■ Document text
Two months after concentrating in Santa Fe de Ralito as a paramilitary leader, the Colombian National Police occupied his main campsites, including one known as "Villa Macaco"; a military and cocaine complex with a capacity to harbor some 250 men and had a satellite communication system. The Colombian police confiscated some 20 million Colombian pesos, weapons, 4,850 gallons of chemicals and two tons of solid chemicals for illegal drug processing were destroyed. Authorities also found an accounting book which detailed the money transactions of Jimenez.

Jimenez demobilized with the Central Bolívar Bloc of the AUC in early 2005 and was jailed under the terms of the Law of Peace and Justice which pardoned time in jail if the paramilitary groups collaborated with authorities telling the truth about their crimes and economically "repairing" the victims or their families.

The Central Bolívar Bloc of the AUC had at this time approximately six thousand men.

==Crime investigations==

Jimenez has active processes in the United States and Colombia for money laundering, drug trafficking and support for terrorist organizations.

In Colombia Jimenez also has an accusation resolution submitted by the Attorney General of Colombia National Unit for Human Rights as responsible for the assassination in February 2001 of the regional ombudsman Iván Ramírez Luciani and four other people. Another accusation was the assassination in Cúcuta of the director of the Free University of Colombia on February 12, 2001.

The Colombian National Police also accused Jimenez of being the mastermind behind the armed assault rescue operation of hitman Jorge Iván Laverde aka "El Iguano" extracted from a Police protected clinic in the city of Cúcuta.

==Extradition to the United States==

Colombian authorities proved that Jimenez remained active in the illegal drug trade while jailed under the terms of the Law of Peace and Justice. The government determined that Jimenez lost his benefits as paramilitary leader and decided to authorize his extradition to the United States.

A Colombian judicial instrument known as tutela was used then by the victims of the paramilitaries claiming that Jimenez had told very little the truth about their disappeared family members and conditioned the extradition if only Jimenez confessed his crimes and paid reparation.

On April 10, 2008 the "tutela" defended by the Supreme Court of Colombia temporarily upheld the extradition of Jimenez while the government of Álvaro Uribe pressed for Jimenez prompt extradition.

After Colombia's top judicial panel overturned the Supreme Court's decision on May 7, 2008, the Colombian government immediately put "Macaco" on a DEA plane to Washington.

■ Work instructions
In the passage on Jimenez, rewrite the part that opens with the words "The Colombian National Police also" and closes with "and paid reparation.", putting "hospital" in place of "clinic".

■ Data records
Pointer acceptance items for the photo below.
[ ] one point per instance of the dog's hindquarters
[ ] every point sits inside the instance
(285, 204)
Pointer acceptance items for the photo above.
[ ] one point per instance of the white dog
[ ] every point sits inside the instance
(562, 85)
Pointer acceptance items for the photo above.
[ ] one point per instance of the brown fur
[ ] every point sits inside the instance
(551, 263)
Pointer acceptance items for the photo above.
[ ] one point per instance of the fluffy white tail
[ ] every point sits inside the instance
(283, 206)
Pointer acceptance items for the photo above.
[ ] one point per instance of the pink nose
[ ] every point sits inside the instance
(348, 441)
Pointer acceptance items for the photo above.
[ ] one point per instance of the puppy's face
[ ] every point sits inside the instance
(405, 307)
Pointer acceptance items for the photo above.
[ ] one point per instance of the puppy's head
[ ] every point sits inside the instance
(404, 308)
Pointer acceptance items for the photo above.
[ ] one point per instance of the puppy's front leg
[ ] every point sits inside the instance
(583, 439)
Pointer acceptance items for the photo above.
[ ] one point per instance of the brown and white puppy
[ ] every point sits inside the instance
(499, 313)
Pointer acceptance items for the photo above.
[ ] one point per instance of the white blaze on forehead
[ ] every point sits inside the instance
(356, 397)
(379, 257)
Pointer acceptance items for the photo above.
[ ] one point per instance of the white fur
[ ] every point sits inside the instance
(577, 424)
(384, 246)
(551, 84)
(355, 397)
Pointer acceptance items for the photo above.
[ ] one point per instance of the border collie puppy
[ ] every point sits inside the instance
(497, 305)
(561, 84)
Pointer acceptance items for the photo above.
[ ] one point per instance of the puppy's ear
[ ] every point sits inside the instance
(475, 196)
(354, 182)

■ Output for this exercise
The Colombian National Police also accused Jimenez of being the mastermind behind the armed assault rescue operation of hitman Jorge Iván Laverde aka "El Iguano" extracted from a Police protected hospital in the city of Cúcuta.

==Extradition to the United States==

Colombian authorities proved that Jimenez remained active in the illegal drug trade while jailed under the terms of the Law of Peace and Justice. The government determined that Jimenez lost his benefits as paramilitary leader and decided to authorize his extradition to the United States.

A Colombian judicial instrument known as tutela was used then by the victims of the paramilitaries claiming that Jimenez had told very little the truth about their disappeared family members and conditioned the extradition if only Jimenez confessed his crimes and paid reparation.